Text provided
'''

SUMMA POLITICO said...

For: http://goaliesanxiety.blogspot.com/

The form of Ch. # 9, another roundabout
inspires me to think about the form of the book
as a whole. Sudden irruptions as in the beginning,
a thunderclap, but then a halting, a tarrying,
a flaneuring, not straightforward, especially
once our Actor, our "Schau Spieler" [someone who
plays, plays at showing, to explore the meaning
of that word just a tad], resolves to go
straight forward, occasionally he obeys.
But a lot of halting. Once we get to the metropolis
proper we round a lot of plazas, round and round
it goes, and I got the eery sense that our "representer"
was putting the metropolis and me the reader on to
a revolving stage, which brought to mind Handke's
purest genius text THE HOUR WE KNEW OF EACH OTHER
that aside freshening our senses better than any
Billie Goat ever did creates a fabled world... as
the metropolis becomes, in every sense of the word
fabled. Aside the FILMIC in other words, Handke
introduces the THEATRICAL. Our "Gesamtkunstwerkkuenstler"
the Count of Griffen! More than just a small slice
off the Bard of Avon.... amazing amazing amazing.

'''

Tasks to carry out
(a) Translate this sentence from the comment on Handke's book into Spanish: "Aside the FILMIC in other words, Handke introduces the THEATRICAL."
(b) Go on with the comment on Handke's book, picking up after its final sentence.
The data that comes after this comment is separate material with no connection to it.

Collection entries
'''

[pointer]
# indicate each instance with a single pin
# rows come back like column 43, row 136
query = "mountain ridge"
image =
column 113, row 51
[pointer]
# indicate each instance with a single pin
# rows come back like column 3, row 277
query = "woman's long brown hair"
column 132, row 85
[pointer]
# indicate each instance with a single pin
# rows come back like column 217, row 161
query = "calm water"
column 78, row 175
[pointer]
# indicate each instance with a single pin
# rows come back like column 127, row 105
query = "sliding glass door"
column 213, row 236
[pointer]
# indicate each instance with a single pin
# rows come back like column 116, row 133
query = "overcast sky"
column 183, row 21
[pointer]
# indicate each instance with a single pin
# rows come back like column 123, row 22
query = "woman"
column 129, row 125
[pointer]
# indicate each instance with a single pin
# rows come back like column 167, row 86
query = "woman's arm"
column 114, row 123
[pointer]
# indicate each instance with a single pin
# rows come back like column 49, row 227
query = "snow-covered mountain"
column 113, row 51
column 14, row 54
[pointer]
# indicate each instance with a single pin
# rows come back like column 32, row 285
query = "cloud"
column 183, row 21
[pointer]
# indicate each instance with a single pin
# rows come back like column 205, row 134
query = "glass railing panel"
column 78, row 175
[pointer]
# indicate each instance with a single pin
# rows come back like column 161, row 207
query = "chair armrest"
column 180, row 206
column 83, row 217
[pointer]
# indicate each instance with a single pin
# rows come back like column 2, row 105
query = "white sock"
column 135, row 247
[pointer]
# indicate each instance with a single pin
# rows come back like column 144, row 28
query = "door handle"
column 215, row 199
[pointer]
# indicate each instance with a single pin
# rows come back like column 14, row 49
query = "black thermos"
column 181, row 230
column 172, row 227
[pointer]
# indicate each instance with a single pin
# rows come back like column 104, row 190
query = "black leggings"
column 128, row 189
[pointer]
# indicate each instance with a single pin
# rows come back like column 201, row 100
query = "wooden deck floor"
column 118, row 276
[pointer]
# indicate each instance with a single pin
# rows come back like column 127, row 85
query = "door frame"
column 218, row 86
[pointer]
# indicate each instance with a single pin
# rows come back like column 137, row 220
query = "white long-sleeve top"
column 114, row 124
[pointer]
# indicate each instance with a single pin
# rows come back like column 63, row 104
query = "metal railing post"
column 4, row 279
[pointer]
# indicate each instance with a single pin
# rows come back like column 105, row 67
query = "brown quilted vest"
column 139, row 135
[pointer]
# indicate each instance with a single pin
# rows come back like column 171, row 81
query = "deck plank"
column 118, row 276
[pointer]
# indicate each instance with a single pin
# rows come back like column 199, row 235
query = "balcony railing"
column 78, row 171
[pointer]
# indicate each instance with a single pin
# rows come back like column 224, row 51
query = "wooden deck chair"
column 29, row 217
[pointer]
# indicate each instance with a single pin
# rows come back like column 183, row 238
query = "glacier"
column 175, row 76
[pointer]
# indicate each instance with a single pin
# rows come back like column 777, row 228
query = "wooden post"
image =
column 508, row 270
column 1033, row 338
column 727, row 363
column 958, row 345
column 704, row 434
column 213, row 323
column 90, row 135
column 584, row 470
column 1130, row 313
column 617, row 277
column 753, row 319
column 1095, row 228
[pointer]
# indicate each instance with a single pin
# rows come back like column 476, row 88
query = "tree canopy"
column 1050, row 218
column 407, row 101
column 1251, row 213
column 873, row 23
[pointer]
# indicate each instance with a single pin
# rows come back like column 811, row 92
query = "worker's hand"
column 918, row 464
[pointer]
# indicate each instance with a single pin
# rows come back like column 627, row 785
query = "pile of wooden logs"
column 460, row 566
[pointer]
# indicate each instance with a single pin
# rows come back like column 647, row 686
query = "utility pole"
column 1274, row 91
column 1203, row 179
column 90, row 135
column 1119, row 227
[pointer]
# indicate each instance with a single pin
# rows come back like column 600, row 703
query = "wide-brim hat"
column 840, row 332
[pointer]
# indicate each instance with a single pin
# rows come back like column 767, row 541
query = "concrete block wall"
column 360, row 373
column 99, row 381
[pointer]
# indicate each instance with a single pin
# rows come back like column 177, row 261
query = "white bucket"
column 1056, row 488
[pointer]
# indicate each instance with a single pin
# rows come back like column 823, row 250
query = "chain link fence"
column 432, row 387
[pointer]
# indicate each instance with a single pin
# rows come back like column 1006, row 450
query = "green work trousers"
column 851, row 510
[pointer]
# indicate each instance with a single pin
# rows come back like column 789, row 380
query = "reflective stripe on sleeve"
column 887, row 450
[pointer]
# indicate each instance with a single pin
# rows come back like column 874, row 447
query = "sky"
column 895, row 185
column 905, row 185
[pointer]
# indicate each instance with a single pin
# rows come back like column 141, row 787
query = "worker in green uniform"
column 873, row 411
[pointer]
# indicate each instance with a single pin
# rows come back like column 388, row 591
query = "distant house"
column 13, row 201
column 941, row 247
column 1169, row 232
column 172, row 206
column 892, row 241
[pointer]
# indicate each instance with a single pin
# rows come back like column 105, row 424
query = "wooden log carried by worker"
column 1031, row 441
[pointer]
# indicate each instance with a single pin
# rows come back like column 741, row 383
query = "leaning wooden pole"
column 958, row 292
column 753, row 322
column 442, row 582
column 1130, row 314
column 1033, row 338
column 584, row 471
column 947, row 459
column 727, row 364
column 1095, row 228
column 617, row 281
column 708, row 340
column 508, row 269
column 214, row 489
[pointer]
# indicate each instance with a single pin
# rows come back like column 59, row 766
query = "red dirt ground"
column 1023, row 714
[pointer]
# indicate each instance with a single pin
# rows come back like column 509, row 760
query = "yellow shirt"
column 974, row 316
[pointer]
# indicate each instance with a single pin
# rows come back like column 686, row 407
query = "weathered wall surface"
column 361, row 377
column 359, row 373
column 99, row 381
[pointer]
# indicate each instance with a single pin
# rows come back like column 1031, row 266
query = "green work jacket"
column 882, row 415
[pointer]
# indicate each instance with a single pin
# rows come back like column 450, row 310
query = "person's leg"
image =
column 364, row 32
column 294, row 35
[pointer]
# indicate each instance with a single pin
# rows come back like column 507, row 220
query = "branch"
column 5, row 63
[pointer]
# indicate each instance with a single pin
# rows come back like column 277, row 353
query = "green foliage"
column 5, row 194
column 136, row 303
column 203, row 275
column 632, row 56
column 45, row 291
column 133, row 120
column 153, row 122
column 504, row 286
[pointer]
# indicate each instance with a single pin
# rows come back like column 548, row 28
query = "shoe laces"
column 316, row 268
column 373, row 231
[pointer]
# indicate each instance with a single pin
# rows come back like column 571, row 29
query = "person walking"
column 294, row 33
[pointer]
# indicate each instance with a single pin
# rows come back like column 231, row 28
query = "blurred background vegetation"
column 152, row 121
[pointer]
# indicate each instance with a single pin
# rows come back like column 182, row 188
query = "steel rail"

'''

List of answers
(a) Además de lo FÍLMICO, en otras palabras, Handke introduce lo TEATRAL.

(b)
I have read the book
slowly over a period of weeks, reread quite a few
sections, next comes a straight through read, at
which point I may have a few other observations.
Next also may be a take on the assembly of reviews
at: http://handke--revista-of-reviews.blogspot.com/2011/03/der-grosse-fall-major-case-handkes.html

Up earlier than me birds at 3:45. Sparrows out
in full force now. Next observations on a handful of
details in Chapter # 9

http://goaliesanxiety.blogspot.com/

SUMMA POLITICO said...

Scott asked just the right question to focus my mind: "tell me
why you like Chapter 9 so much?" and my response, equally brief,
was "because it is so emotionally honest." So open, so emotional,
for once behind all the showiness there is vulnerability. Which is why I want to focus on one detail about the opposite and tell a story about it.

"In Alaska a woman mentioned to me [the actor says] that I had an ocean of tears locked inside me."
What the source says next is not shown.